One, you're short on change,

and two, that
you'll pay me back.

So why don't you show me some
country boy common sense, huh?

I might just learn
to live at this table

the way things are going.

(lively music playing,
people clapping, whooping)


- ♪♪
- (whooping)

(music, whooping continue)

Well, the job's yours,
Festus, if you want it.

Being it's a worry
to you, Matthew,

I'll be glad to do all I can.

Well, it's a worry
because these ranchers

are gonna be in real
trouble this winter

with all these wolves around.

I'll get my traps together
and start setting 'em

- first thing in the morning.
- Well, see you later.

So long.

- ♪♪
- (clapping, whooping)


And there she was!
(cackling laughter)

CLAYTON: You fellas, uh...

finish that story
down at the jail.

I said you'll be finishing
the story over in jail.

- (coughing)
- (chuckles)

I'm saying you're under arrest.

- (song ends)
- (others clapping, cheering)

Hey, it's the, uh,
the-the-the plowboy.

I got a warrant right here.

Object location annotation data
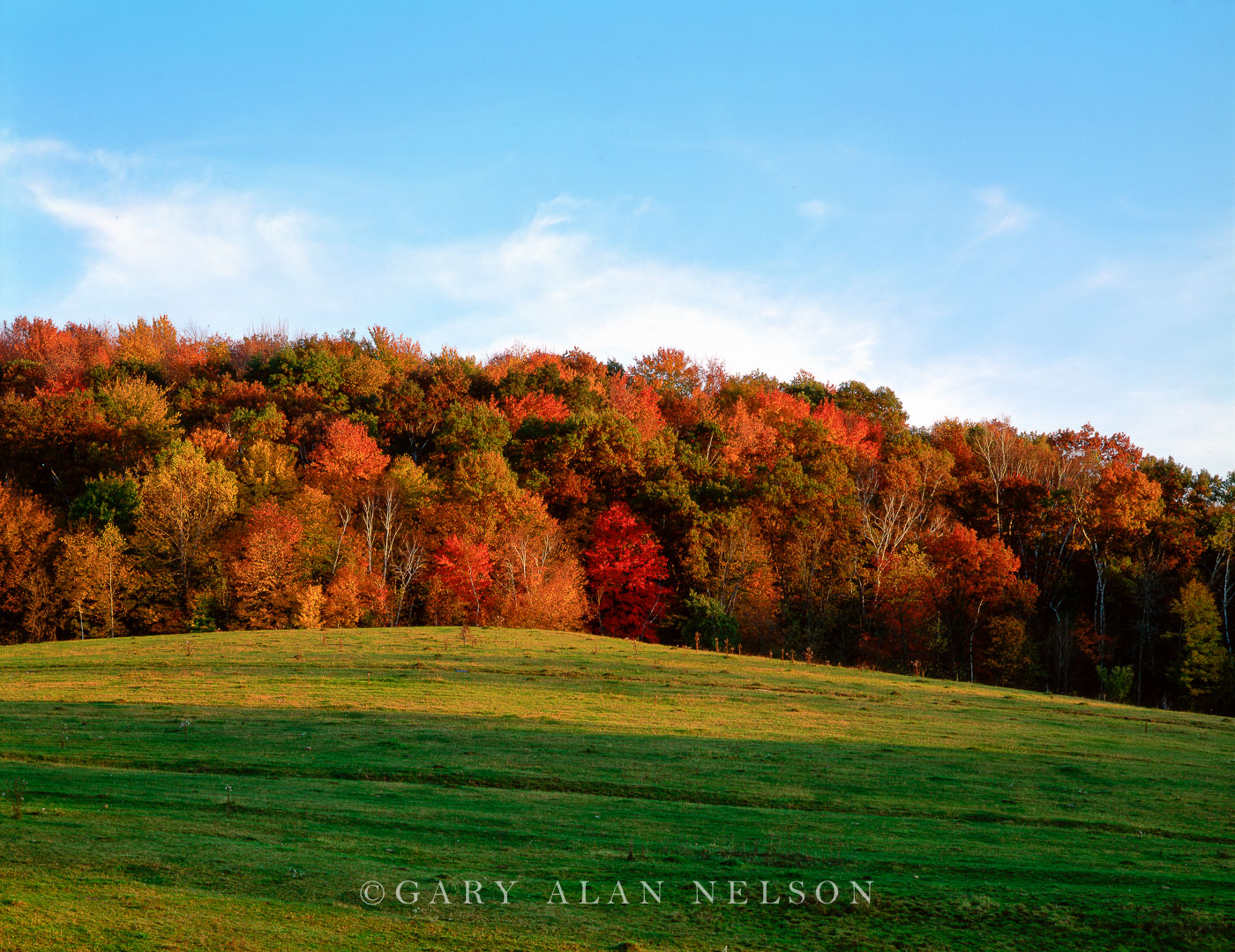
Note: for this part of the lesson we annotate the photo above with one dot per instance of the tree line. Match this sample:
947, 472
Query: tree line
166, 482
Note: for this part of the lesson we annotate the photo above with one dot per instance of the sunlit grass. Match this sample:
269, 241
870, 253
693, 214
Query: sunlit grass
985, 818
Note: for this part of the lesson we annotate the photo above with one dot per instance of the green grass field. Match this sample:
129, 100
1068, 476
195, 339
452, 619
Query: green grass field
987, 819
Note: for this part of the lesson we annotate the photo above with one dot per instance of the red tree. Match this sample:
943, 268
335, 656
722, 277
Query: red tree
466, 569
625, 571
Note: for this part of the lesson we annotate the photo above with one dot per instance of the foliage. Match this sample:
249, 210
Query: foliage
243, 475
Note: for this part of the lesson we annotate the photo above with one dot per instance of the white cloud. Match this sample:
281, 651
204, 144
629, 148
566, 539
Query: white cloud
231, 260
1002, 214
815, 210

* **Stated problem**:
Say whether each statement agrees with the transcript, answering yes or no and quoting the words of the transcript that decide it. 1. Festus is offered a job. 2. The traps are to be set in the evening. 3. The ranchers are expected to face trouble in the summer. The rows have no connection to the transcript.

* **Final result**:
1. Yes: "Well, the job's yours,"
2. No: "first thing in the morning."
3. No: "trouble this winter"